### Source material ###
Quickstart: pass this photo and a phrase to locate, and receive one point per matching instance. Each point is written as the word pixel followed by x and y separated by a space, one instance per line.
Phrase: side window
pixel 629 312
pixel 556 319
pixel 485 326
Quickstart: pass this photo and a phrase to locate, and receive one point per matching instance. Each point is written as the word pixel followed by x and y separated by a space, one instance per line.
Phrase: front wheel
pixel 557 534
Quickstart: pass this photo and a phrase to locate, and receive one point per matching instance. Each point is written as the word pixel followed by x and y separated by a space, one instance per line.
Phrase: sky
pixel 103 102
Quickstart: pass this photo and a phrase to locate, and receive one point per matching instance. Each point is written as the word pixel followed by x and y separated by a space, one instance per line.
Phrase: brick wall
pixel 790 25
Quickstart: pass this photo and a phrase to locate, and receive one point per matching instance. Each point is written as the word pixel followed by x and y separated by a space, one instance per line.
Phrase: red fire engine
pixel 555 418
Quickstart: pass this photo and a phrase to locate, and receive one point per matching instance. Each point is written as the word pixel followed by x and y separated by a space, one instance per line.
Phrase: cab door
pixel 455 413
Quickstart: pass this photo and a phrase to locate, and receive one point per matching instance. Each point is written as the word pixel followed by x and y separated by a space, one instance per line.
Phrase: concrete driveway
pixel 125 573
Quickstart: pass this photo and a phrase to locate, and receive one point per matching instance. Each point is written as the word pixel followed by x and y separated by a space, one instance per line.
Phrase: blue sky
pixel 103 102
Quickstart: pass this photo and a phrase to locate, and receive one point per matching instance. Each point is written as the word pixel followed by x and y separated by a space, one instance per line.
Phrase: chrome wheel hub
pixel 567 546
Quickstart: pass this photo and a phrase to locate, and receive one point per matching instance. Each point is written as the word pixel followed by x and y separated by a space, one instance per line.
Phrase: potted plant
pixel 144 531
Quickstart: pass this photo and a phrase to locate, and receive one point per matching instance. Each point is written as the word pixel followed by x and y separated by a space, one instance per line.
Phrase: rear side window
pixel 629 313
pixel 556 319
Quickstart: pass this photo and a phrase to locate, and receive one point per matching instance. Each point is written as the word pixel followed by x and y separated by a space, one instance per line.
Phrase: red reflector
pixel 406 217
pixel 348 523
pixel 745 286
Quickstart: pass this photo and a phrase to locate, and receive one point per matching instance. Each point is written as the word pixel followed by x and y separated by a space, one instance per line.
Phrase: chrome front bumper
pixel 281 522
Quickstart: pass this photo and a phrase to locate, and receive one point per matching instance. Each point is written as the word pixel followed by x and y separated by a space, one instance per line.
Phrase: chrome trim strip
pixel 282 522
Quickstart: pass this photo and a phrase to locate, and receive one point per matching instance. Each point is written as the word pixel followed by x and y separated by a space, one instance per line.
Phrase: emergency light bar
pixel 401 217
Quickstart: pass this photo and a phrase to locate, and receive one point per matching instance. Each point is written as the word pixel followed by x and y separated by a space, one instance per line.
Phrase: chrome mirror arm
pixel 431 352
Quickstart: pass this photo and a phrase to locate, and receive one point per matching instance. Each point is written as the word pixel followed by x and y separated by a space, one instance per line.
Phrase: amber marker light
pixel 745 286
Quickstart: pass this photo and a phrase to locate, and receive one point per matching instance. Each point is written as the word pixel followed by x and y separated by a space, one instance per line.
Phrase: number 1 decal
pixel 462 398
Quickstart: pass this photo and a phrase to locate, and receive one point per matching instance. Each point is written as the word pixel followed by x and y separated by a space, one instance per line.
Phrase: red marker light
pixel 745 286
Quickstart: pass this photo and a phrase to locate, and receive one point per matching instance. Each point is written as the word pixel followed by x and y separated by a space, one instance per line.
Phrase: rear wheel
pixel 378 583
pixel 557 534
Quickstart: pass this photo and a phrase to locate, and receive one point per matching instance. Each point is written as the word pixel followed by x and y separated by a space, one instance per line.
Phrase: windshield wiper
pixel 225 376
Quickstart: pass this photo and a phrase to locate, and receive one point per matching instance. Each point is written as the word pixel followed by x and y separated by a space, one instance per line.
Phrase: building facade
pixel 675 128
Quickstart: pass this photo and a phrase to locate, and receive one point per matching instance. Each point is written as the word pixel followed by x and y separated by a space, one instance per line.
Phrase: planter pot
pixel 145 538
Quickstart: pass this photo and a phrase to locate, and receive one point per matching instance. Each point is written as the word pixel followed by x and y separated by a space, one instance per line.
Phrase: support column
###
* _Exercise goal_
In the answer, each line of the data must appear exactly as written.

* _Result_
Quickstart: pass this photo and a phrase to locate, and receive one point per matching instance. Each point is written as the word pixel followed by x and y separated by a space, one instance per line.
Phrase: side window
pixel 629 312
pixel 556 319
pixel 485 326
Quickstart: pass this photo and a phrase to locate, and receive one point per matching instance. Each point is written as the word pixel followed by x and y separated by a space, one instance per line.
Phrase: front wheel
pixel 557 534
Quickstart: pass this photo and a phrase to locate, and receive one point per matching instance. Each point is written as the word pixel followed by x and y separated by a space, one instance per line.
Phrase: sky
pixel 103 102
Quickstart: pass this photo and a phrase to locate, and receive one point per matching instance. Each point is written as the word pixel followed by x and y separated by a space, one instance per line.
Phrase: brick wall
pixel 790 25
Quickstart: pass this photo and a phrase to locate, and receive one point per matching instance. Each point is written as the word pixel followed by x and y separated by a space, one instance per line.
Phrase: red fire engine
pixel 555 418
Quickstart: pass this photo and a phrase to locate, and receive one point per matching instance. Each point is written as the word pixel followed by x and y separated by a space, one instance per line.
Phrase: cab door
pixel 455 413
Quickstart: pass this photo and a phrase to locate, and receive one point per matching instance. Each point is written as the word pixel followed by x and y separated by a space, one instance per line.
Phrase: concrete driveway
pixel 125 573
Quickstart: pass this photo and a phrase to locate, and receive one point per matching instance. Each point is written as the word pixel followed by x and y separated by a space, one instance per line.
Phrase: blue sky
pixel 103 102
Quickstart: pass this photo and a phrase to locate, and receive one point per matching instance. Each point is written as the word pixel followed by x and y separated by a space, one instance per line.
Phrase: chrome wheel hub
pixel 567 546
Quickstart: pass this photo and a phrase to locate, and receive one point per matching instance. Each point is written as the word pixel followed by x and y separated by a space, one instance per line.
Phrase: potted plant
pixel 144 531
Quickstart: pass this photo and a phrase to locate, and receive one point per matching instance. Each point is written as the word pixel followed by x and y separated by a space, one instance per line.
Phrase: rear side window
pixel 629 313
pixel 556 319
Quickstart: pass this photo and a phrase to locate, and receive one point per matching instance. Each point is written as the word pixel followed by x and y separated by a space, one instance per line.
Phrase: red reflector
pixel 406 217
pixel 348 523
pixel 745 286
Quickstart: pass this photo and a phrase to locate, and receive one point per matching instance. Each point is written as the word pixel followed by x and y separated by a space, one instance per line.
Phrase: chrome front bumper
pixel 281 522
Quickstart: pass this photo and a phrase to locate, and receive one point per matching instance. Each point is written as the word pixel followed by x and y separated by a space, one instance per line.
Phrase: chrome trim strip
pixel 282 522
Quickstart: pass this photo and a phrase to locate, and receive one point per matching instance. Each point is written as the word pixel followed by x and y separated by a space, one instance per line.
Phrase: emergency light bar
pixel 401 217
Quickstart: pass this photo and a phrase to locate, and receive one point per matching instance. Each point is written as the word pixel followed by x and y separated by a space, one instance per line.
Phrase: chrome mirror arm
pixel 431 352
Quickstart: pass this photo and a phrase to locate, and receive one point per matching instance. Each point is written as the word pixel followed by x and y separated by a space, one instance per line.
Phrase: amber marker light
pixel 745 286
Quickstart: pass this photo and a phrase to locate, and receive one point per matching instance. Each point is written as the word pixel followed by x and y separated by a space, one instance per line.
Phrase: number 1 decal
pixel 462 398
Quickstart: pass this photo and a phrase to locate, and receive one point per matching instance. Each point is written as the word pixel followed by x and y separated by a space, one instance per line.
Phrase: red marker light
pixel 745 286
Quickstart: pass this photo and a phrase to locate, and receive one point per matching instance. Each point is written as the word pixel followed by x and y separated by a space, one instance per line.
Phrase: rear wheel
pixel 378 583
pixel 557 534
Quickstart: pass this photo and a phrase to locate, and receive one point per matching instance. Each point is written as the word pixel followed by x and y separated by a space, one instance per line.
Phrase: windshield wiper
pixel 225 376
Quickstart: pass this photo and a phrase to locate, and receive one point per matching instance. Each point is written as the word pixel followed by x and y separated by a space, one instance per line.
Phrase: building facade
pixel 675 128
Quickstart: pass this photo and a phrase to locate, and receive one point per matching instance. Each point is written as the word pixel followed by x and y separated by a space, one instance per line.
Phrase: planter pot
pixel 145 538
Quickstart: pass this photo and a phrase to locate, and receive one point per matching instance. Each point is written as the word pixel followed by x and y separated by a space, one instance per line.
Phrase: support column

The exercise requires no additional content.